• [ARBEITSAUFTRAG 1] Kopiere aus dem Lesetext wortgetreu den Abschnitt, der bei den Worten „Die Zuschauer erstarren, wenn“ beginnt und nach den Worten „Wangen gespannt ...“ endet.

• [LESETEXT]
1883-1924, Franz Kafka


 

1910

 

Die Zuschauer erstarren, wenn der Zug vorbeifährt.

Das ä, losgelöst vom Satz, flog dahin wie ein Ball auf der Wiese.

Sein Ernst bringt mich um. Den Kopf im Kragen, die Haare um den Schädel geordnet, die Muskeln an den Wangen gespannt ...

Ist der Wald noch immer da? Der Wald war noch da. Kaum aber war mein Blick zehn Schritte weit gegangen, ließ ich ab, wieder eingefangen vom langweiligen Gespräch.

Im dunklen Wald, im aufgeweichten Boden fand ich mich nur durch das Weiß seines Kragens zurecht.

Ich bat im Traum die Tänzerin Eduardowa,sie möchte doch den Csárdás noch einmal tanzen. Sie hatte einen breiten Streifen Schatten mitten im Gesicht. Gerade kam jemand mit den ekelhaften Bewegungen des unbewussten Intriganten, um ihr zu sagen, der Zug fahre gleich. Durch die Art, wie sie die Nachricht anhörte, wurde mir schrecklich klar, dass sie nicht mehr tanzen werde. »Ich bin eine böse, schlechte Frau, nicht wahr?«, sagte sie. »O nein«, sagte ich und wandte mich in eine beliebige Richtung zum Gehen. Vorher fragte ich sie über die vielen Blumen aus, die in ihrem Gürtel steckten. »Die sind von allen Fürsten Europas«, sagte sie. Ich dachte nach, was das für einen Sinn habe, dass diese Blumen, die frisch im Gürtel steckten, der Tänzerin Eduardowa von allen Fürsten Europas geschenkt worden waren.

• [ARBEITSAUFTRAG 2] Schreibe aus den Einträgen unten genau die Zeilen ab, die mit der Zeile beginnen, in der „Pick out each instance of the cupcake“ steht, und einschließlich der Zeile mit „<point>123,196</point>“ enden. Gib nur diese Zeilen unverändert wieder.

• [ZU VERARBEITENDE DATEN]
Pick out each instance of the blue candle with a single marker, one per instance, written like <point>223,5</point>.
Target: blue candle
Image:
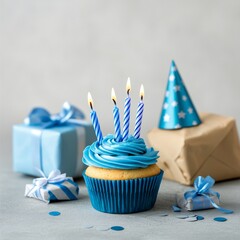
<point>116,118</point>
<point>139,115</point>
<point>126,119</point>
<point>95,121</point>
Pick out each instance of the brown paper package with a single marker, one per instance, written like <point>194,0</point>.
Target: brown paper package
<point>212,148</point>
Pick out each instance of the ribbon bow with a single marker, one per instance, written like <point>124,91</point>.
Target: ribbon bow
<point>55,177</point>
<point>42,118</point>
<point>203,188</point>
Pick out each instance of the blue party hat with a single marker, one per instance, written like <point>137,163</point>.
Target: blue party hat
<point>178,110</point>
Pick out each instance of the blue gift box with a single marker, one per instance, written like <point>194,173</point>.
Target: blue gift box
<point>57,147</point>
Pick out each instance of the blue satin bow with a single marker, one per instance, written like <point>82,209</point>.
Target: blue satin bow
<point>40,117</point>
<point>203,188</point>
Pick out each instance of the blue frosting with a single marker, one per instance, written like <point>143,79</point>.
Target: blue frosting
<point>130,154</point>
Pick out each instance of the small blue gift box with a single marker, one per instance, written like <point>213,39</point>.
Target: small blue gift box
<point>48,143</point>
<point>53,188</point>
<point>202,197</point>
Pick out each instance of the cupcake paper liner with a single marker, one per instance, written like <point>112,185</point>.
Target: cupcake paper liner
<point>123,196</point>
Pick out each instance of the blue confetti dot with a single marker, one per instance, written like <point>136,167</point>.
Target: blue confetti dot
<point>200,217</point>
<point>54,213</point>
<point>220,219</point>
<point>117,228</point>
<point>176,209</point>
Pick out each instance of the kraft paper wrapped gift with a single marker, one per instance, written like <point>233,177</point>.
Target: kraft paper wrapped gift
<point>212,148</point>
<point>56,147</point>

• [SCHRIFTLICHE ANTWORT 1]
Die Zuschauer erstarren, wenn der Zug vorbeifährt.

Das ä, losgelöst vom Satz, flog dahin wie ein Ball auf der Wiese.

Sein Ernst bringt mich um. Den Kopf im Kragen, die Haare um den Schädel geordnet, die Muskeln an den Wangen gespannt ...

• [SCHRIFTLICHE ANTWORT 2]
Pick out each instance of the cupcake paper liner with a single marker, one per instance, written like <point>112,185</point>.
Target: cupcake paper liner
<point>123,196</point>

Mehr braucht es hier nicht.